### FRAGMENT DANYCH
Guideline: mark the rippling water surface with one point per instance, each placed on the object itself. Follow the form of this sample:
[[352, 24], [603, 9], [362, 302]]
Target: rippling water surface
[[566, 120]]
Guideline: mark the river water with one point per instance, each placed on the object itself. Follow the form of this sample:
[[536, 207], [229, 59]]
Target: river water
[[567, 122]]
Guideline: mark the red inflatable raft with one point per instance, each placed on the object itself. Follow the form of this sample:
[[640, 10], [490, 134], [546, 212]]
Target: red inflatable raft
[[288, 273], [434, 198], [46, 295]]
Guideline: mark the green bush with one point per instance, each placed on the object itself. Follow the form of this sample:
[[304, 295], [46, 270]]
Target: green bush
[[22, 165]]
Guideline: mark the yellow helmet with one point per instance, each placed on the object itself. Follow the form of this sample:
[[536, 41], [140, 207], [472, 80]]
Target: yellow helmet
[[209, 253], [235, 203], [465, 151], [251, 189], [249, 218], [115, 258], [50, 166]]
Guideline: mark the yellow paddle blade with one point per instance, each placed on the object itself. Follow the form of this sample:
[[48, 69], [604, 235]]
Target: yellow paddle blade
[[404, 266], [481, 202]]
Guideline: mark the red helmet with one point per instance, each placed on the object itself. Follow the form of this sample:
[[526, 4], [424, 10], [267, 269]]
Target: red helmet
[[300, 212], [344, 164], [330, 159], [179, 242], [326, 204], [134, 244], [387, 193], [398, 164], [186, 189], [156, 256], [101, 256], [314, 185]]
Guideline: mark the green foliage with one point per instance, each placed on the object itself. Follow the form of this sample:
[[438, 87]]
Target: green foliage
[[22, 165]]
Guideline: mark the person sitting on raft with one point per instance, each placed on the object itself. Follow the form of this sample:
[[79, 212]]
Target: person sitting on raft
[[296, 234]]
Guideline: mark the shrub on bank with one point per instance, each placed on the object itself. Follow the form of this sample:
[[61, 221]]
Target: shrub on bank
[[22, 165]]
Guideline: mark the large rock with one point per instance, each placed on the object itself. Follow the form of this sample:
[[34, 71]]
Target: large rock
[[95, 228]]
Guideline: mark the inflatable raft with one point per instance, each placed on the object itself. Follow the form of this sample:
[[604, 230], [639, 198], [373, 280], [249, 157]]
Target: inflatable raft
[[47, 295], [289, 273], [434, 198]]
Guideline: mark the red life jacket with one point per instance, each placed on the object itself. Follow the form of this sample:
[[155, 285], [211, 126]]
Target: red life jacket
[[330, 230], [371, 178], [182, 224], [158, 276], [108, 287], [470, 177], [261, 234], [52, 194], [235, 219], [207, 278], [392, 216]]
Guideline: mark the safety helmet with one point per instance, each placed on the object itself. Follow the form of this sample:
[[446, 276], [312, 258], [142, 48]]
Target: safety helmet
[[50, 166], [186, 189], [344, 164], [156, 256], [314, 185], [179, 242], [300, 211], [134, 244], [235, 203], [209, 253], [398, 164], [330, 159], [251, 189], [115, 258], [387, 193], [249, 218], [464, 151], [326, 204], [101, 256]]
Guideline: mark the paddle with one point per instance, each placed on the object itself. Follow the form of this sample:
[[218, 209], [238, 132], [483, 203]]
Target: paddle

### CEL ĆWICZENIA
Przekształć wszystkie powyższe linie w tabelę Markdown z kolumnami „Nr” i „Treść linii”, numerując kolejne wiersze i pomijając puste linie.

### ROZWIĄZANIE PONIŻEJ
| Nr | Treść linii |
|---|---|
| 1 | Guideline: mark the rippling water surface with one point per instance, each placed on the object itself. Follow the form of this sample: |
| 2 | [[352, 24], [603, 9], [362, 302]] |
| 3 | Target: rippling water surface |
| 4 | [[566, 120]] |
| 5 | Guideline: mark the river water with one point per instance, each placed on the object itself. Follow the form of this sample: |
| 6 | [[536, 207], [229, 59]] |
| 7 | Target: river water |
| 8 | [[567, 122]] |
| 9 | Guideline: mark the red inflatable raft with one point per instance, each placed on the object itself. Follow the form of this sample: |
| 10 | [[640, 10], [490, 134], [546, 212]] |
| 11 | Target: red inflatable raft |
| 12 | [[288, 273], [434, 198], [46, 295]] |
| 13 | Guideline: mark the green bush with one point per instance, each placed on the object itself. Follow the form of this sample: |
| 14 | [[304, 295], [46, 270]] |
| 15 | Target: green bush |
| 16 | [[22, 165]] |
| 17 | Guideline: mark the yellow helmet with one point per instance, each placed on the object itself. Follow the form of this sample: |
| 18 | [[536, 41], [140, 207], [472, 80]] |
| 19 | Target: yellow helmet |
| 20 | [[209, 253], [235, 203], [465, 151], [251, 189], [249, 218], [115, 258], [50, 166]] |
| 21 | Guideline: mark the yellow paddle blade with one point per instance, each placed on the object itself. Follow the form of this sample: |
| 22 | [[48, 69], [604, 235]] |
| 23 | Target: yellow paddle blade |
| 24 | [[404, 266], [481, 202]] |
| 25 | Guideline: mark the red helmet with one point per instance, each placed on the object itself. Follow the form of this sample: |
| 26 | [[526, 4], [424, 10], [267, 269]] |
| 27 | Target: red helmet |
| 28 | [[300, 212], [344, 164], [330, 159], [179, 242], [326, 204], [134, 244], [387, 193], [398, 164], [186, 189], [156, 256], [101, 256], [314, 185]] |
| 29 | Guideline: mark the green foliage with one point per instance, each placed on the object itself. Follow the form of this sample: |
| 30 | [[438, 87]] |
| 31 | Target: green foliage |
| 32 | [[22, 165]] |
| 33 | Guideline: mark the person sitting on raft with one point per instance, each placed on the object itself. Follow the form of this sample: |
| 34 | [[79, 212]] |
| 35 | Target: person sitting on raft |
| 36 | [[296, 234]] |
| 37 | Guideline: mark the shrub on bank with one point per instance, each placed on the object itself. Follow the form of this sample: |
| 38 | [[61, 221]] |
| 39 | Target: shrub on bank |
| 40 | [[22, 165]] |
| 41 | Guideline: mark the large rock with one point per instance, each placed on the object itself. Follow the form of this sample: |
| 42 | [[34, 71]] |
| 43 | Target: large rock |
| 44 | [[95, 228]] |
| 45 | Guideline: mark the inflatable raft with one point per instance, each placed on the object itself. Follow the form of this sample: |
| 46 | [[604, 230], [639, 198], [373, 280], [249, 157]] |
| 47 | Target: inflatable raft |
| 48 | [[47, 295], [289, 273], [434, 198]] |
| 49 | Guideline: mark the red life jacket with one point per instance, each placed on the object itself. Follow the form of this sample: |
| 50 | [[155, 285], [211, 126]] |
| 51 | Target: red life jacket |
| 52 | [[330, 230], [371, 178], [182, 224], [158, 276], [108, 287], [470, 177], [261, 234], [52, 194], [235, 219], [207, 278], [392, 216]] |
| 53 | Guideline: mark the safety helmet with one point per instance, each placed on the object itself. Follow the form of this sample: |
| 54 | [[446, 276], [312, 258], [142, 48]] |
| 55 | Target: safety helmet |
| 56 | [[50, 166], [186, 189], [344, 164], [156, 256], [314, 185], [179, 242], [300, 211], [134, 244], [235, 203], [209, 253], [398, 164], [330, 159], [251, 189], [115, 258], [387, 193], [249, 218], [464, 151], [326, 204], [101, 256]] |
| 57 | Guideline: mark the paddle with one point per instance, each placed on the object itself. Follow the form of this sample: |
| 58 | [[218, 209], [238, 132], [483, 203]] |
| 59 | Target: paddle |